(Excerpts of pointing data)

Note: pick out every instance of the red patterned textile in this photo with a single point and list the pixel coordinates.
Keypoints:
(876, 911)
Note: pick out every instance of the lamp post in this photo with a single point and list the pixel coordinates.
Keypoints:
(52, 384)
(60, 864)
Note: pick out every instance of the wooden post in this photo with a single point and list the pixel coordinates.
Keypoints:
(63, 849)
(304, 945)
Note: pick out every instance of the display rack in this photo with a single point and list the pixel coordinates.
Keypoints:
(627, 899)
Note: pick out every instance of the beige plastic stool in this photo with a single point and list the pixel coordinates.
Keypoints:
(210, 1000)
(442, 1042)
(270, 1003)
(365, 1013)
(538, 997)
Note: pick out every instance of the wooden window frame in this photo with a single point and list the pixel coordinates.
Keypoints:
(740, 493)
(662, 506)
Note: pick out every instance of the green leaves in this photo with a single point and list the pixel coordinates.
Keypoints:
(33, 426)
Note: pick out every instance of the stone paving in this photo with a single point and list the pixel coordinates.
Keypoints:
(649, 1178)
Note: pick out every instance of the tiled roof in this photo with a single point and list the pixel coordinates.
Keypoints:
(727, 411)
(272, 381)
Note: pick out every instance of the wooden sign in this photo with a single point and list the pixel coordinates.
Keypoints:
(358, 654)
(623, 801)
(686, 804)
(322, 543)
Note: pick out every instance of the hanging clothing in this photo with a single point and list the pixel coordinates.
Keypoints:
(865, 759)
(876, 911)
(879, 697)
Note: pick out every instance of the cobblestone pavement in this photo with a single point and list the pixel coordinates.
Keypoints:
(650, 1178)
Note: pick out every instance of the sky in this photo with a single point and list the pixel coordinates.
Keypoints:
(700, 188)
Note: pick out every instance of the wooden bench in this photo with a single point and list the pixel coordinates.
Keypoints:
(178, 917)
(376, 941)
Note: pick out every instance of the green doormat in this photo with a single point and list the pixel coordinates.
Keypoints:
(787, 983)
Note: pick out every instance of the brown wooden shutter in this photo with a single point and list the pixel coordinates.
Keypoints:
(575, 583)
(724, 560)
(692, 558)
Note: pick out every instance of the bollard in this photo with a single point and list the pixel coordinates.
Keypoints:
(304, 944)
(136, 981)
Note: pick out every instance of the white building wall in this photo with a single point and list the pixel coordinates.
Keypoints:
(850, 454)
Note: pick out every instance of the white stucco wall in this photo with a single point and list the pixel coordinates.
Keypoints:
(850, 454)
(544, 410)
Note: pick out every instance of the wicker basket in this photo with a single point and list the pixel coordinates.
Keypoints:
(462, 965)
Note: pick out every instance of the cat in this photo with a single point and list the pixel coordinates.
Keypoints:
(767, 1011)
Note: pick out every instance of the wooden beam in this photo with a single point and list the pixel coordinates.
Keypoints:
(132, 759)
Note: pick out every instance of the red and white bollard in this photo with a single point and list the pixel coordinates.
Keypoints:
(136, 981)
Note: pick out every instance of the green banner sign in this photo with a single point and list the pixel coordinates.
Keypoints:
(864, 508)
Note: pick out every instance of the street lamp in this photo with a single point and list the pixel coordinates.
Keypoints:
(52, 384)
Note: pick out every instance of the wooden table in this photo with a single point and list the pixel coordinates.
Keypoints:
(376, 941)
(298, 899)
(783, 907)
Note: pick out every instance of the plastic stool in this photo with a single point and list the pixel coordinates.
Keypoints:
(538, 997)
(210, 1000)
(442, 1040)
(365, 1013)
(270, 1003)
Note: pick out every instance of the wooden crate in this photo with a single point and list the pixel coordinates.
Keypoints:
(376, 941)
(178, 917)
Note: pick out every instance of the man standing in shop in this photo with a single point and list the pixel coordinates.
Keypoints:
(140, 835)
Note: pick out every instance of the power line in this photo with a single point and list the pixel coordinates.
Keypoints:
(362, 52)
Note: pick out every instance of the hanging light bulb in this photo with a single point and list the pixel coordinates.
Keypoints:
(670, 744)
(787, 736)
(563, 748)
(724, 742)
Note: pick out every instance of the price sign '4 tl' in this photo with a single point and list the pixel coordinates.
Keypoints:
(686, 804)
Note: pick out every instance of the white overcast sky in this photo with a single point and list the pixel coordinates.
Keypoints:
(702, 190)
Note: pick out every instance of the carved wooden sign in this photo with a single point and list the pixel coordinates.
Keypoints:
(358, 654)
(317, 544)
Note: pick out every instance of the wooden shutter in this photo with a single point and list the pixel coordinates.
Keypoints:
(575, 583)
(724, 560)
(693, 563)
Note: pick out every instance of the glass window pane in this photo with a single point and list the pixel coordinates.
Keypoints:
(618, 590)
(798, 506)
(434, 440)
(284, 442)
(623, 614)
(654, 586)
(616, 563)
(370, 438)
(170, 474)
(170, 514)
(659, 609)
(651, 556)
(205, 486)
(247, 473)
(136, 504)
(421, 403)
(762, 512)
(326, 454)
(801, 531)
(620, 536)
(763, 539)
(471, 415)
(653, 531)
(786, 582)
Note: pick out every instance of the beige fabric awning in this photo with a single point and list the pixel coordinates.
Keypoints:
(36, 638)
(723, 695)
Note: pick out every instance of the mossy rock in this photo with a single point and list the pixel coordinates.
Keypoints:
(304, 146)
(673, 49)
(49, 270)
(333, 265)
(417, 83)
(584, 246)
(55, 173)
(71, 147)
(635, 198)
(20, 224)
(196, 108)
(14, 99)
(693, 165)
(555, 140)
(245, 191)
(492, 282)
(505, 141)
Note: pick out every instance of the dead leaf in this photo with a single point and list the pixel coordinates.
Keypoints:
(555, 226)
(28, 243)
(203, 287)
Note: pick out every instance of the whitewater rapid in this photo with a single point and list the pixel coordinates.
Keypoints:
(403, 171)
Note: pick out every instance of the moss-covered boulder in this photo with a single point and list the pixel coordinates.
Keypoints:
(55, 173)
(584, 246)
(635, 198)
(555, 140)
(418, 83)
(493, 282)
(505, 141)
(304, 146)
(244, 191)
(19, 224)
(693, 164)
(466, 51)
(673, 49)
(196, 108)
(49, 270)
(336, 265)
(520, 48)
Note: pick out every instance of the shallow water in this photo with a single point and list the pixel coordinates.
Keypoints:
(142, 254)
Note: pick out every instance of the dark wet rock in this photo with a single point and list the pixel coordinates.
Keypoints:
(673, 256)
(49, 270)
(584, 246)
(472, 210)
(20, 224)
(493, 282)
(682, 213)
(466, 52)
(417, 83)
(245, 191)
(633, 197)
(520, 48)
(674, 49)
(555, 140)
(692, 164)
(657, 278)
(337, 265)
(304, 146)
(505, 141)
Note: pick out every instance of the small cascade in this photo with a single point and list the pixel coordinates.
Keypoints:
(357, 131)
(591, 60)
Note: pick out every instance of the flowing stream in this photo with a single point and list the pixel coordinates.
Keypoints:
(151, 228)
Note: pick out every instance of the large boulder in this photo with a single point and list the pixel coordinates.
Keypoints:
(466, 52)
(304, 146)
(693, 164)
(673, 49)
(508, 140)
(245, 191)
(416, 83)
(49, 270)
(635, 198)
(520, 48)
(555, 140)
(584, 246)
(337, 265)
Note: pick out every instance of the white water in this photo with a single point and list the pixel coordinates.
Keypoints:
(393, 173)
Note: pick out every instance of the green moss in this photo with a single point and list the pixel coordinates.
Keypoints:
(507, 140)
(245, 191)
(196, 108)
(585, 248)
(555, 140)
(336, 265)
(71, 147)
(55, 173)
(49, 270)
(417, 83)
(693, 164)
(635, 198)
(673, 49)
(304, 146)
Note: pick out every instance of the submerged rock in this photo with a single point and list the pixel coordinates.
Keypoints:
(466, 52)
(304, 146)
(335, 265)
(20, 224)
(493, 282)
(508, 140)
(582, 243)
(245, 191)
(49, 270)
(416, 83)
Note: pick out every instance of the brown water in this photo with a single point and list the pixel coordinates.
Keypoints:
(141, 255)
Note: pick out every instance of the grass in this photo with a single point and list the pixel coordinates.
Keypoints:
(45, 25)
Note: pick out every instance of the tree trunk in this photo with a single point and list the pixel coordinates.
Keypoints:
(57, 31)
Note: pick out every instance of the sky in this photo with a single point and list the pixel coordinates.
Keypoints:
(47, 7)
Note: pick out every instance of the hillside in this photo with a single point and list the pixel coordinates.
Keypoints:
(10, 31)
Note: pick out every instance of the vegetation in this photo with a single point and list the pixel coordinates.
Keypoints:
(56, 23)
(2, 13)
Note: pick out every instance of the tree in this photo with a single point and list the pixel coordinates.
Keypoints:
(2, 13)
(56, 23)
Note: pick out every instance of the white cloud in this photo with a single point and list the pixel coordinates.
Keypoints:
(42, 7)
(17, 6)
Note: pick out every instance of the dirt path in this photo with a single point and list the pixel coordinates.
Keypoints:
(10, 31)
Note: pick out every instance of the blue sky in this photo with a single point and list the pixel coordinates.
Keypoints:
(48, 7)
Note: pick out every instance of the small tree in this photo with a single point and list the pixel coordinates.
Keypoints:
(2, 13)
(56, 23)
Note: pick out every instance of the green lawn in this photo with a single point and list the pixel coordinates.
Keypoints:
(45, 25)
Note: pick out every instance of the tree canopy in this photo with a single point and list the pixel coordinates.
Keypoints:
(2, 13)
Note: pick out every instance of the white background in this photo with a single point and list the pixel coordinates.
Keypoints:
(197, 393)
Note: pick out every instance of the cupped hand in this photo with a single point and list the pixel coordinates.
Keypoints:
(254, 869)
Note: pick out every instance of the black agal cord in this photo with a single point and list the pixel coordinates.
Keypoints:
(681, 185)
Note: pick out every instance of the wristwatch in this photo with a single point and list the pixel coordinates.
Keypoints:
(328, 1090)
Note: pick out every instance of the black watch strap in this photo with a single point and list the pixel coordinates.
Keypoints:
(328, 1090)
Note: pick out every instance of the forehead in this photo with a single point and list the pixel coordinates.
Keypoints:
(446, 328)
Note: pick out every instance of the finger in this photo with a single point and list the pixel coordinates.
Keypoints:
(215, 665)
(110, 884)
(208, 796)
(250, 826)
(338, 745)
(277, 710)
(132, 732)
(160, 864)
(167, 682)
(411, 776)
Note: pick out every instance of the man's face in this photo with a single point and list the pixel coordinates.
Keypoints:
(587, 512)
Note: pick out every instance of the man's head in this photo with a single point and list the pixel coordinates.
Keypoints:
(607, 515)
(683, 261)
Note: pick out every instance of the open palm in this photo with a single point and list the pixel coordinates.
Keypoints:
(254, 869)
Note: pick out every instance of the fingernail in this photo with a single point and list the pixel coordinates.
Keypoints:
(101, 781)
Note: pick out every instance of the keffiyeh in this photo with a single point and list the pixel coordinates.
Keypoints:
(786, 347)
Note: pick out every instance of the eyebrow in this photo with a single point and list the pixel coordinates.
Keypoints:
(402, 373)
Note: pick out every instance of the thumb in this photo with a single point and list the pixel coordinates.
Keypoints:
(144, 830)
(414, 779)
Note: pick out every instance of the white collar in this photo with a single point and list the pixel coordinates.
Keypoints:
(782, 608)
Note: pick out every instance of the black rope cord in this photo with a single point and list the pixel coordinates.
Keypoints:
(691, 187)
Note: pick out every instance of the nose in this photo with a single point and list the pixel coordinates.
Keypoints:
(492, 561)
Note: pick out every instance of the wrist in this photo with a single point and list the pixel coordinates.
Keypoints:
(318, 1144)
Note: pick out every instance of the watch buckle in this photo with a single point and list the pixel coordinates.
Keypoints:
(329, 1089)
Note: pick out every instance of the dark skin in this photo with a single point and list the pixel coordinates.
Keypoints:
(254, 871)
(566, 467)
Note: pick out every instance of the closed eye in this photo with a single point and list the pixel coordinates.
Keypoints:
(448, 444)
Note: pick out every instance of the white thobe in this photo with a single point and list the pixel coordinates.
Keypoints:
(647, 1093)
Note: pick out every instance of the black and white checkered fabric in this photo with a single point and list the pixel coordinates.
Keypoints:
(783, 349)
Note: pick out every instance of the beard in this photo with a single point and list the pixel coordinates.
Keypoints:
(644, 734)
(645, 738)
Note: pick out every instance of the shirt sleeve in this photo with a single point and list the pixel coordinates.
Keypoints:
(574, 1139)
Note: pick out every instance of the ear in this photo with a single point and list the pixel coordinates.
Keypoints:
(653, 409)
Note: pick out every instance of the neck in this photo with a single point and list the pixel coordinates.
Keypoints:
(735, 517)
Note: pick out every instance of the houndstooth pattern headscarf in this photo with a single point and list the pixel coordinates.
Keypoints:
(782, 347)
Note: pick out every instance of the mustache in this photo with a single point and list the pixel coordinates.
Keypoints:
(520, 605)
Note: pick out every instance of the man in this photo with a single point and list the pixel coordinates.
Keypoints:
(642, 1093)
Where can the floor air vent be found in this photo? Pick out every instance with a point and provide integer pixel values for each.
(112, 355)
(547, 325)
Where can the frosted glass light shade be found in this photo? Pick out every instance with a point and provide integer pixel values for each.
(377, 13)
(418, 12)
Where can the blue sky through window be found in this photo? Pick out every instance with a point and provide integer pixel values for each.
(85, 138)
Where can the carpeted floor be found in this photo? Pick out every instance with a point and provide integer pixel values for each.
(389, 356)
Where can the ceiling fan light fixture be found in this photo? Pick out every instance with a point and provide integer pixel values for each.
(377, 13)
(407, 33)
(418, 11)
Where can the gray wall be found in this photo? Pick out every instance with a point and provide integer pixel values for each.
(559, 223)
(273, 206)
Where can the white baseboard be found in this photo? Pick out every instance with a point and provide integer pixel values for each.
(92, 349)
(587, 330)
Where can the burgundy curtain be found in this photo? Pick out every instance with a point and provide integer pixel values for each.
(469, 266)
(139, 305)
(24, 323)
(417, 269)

Given task » Reproduce the stretch of the data above from the line containing "Note: pick out every instance of the eyebrow" through the line containing "(329, 1089)", keeping every character unchanged.

Result of the exercise »
Note: pick out every instance of the eyebrow in this photo with a single point and list the pixel coordinates.
Keypoints:
(402, 373)
Note: pick out every instance of the thumb in this photo with a single point and list the pixel coordinates.
Keypoints:
(144, 830)
(414, 779)
Note: pick out every instance of the white collar in this photo with a single point and list the pixel coordinates.
Keypoints:
(782, 608)
Note: pick out every instance of the black rope cord in this photo with a single point and list the pixel coordinates.
Keypoints:
(691, 187)
Note: pick out every instance of the nose in this photo with a single point and list the pixel coordinates.
Keypoints:
(492, 561)
Note: pick out every instance of the wrist in this photo with a single point and list the pixel coordinates.
Keypoints:
(318, 1144)
Note: pick out every instance of the watch buckle in this photo with a single point and list the pixel coordinates.
Keypoints:
(329, 1089)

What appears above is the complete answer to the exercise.